**Problem to solve**
In the items below, switch each "Target" to "Object" and leave everything else unchanged.

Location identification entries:
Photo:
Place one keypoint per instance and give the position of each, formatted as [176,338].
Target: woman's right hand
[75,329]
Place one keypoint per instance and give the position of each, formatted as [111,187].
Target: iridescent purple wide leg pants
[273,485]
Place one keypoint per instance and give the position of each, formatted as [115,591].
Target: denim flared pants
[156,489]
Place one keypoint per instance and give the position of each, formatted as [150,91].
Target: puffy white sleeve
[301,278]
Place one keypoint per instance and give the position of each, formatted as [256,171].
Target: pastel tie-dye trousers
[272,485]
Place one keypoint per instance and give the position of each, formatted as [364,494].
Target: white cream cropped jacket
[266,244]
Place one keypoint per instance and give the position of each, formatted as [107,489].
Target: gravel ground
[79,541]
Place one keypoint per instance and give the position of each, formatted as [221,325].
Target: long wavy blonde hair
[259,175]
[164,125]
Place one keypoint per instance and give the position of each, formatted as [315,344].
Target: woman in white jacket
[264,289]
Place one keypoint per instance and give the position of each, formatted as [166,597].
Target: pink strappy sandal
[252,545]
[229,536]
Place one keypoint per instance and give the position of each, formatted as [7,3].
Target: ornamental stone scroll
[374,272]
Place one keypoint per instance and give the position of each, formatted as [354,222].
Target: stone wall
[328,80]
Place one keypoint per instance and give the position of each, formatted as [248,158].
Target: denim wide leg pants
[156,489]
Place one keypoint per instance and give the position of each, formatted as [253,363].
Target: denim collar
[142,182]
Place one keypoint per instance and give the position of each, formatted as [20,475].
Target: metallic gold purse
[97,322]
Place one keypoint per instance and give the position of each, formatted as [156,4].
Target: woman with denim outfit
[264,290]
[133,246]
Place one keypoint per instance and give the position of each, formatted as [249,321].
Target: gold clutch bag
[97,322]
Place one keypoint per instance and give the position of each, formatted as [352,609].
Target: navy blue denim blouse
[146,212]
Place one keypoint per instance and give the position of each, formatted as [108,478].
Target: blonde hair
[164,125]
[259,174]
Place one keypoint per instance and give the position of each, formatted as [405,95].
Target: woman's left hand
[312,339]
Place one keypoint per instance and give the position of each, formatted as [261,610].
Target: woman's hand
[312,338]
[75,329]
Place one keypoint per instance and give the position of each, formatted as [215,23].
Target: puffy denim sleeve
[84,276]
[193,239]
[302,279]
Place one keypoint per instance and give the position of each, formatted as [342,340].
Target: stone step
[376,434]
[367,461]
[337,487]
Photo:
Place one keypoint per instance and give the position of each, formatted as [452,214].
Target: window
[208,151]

**Answer to the task**
Photo:
Place one keypoint per instance and give the position of each, formatted as [176,338].
Object: woman's right hand
[75,329]
Place one keypoint per instance and give the position of each, formatted as [111,187].
Object: iridescent purple wide leg pants
[273,485]
Place one keypoint per instance and give the position of each, formatted as [115,591].
Object: denim flared pants
[156,489]
Place one keypoint per instance and give the position of each, formatted as [150,91].
Object: puffy white sleeve
[301,278]
Place one keypoint per instance and give the position of each, formatted as [256,171].
Object: pastel tie-dye trousers
[272,485]
Place one keypoint per instance and give the position of each, formatted as [364,494].
Object: white cream cropped jacket
[266,244]
Place one keypoint per instance and give the position of each, formatted as [107,489].
Object: gravel ground
[79,541]
Place one keypoint per instance and give the position of each, formatted as [221,325].
Object: long wavy blonde hair
[259,175]
[164,125]
Place one keypoint per instance and give the position of each, formatted as [315,344].
Object: woman in white jacket
[264,289]
Place one keypoint per instance and give the position of each, formatted as [166,597].
Object: pink strappy sandal
[252,545]
[229,536]
Place one keypoint per instance and give the position of each, formatted as [7,3].
Object: ornamental stone scroll
[374,272]
Place one keypoint per instance and give the position of each, formatted as [354,222].
Object: stone wall
[328,80]
Place one keypoint per instance and give the position of each, formatted as [248,158].
Object: denim wide leg pants
[156,489]
Place one keypoint per instance and give the position of each, formatted as [253,363].
Object: denim collar
[142,182]
Place one keypoint per instance and give the position of each, formatted as [20,475].
Object: metallic gold purse
[97,322]
Place one keypoint per instance and give the position of each, formatted as [156,4].
Object: woman with denim outfit
[264,290]
[133,246]
Place one keypoint per instance and give the position of each, formatted as [249,321].
Object: gold clutch bag
[97,322]
Place one keypoint per instance and give the position of each, formatted as [352,609].
Object: navy blue denim blouse
[146,212]
Place one keypoint per instance and give the position of each, formatted as [108,478].
Object: blonde hair
[164,125]
[259,174]
Place one keypoint per instance and give the position of each, formatted as [405,95].
Object: woman's left hand
[312,339]
Place one keypoint per instance and give the position of each, formatted as [261,610].
Object: woman's hand
[312,338]
[75,329]
Place one keypoint per instance and give the position of each, formatted as [215,23].
Object: puffy denim sleeve
[84,276]
[193,239]
[302,279]
Place one keypoint per instance and give the position of each, formatted as [342,340].
Object: stone step
[376,434]
[367,461]
[337,487]
Photo:
Place one keypoint per instance and give the position of each, formatted as [452,214].
Object: window
[208,151]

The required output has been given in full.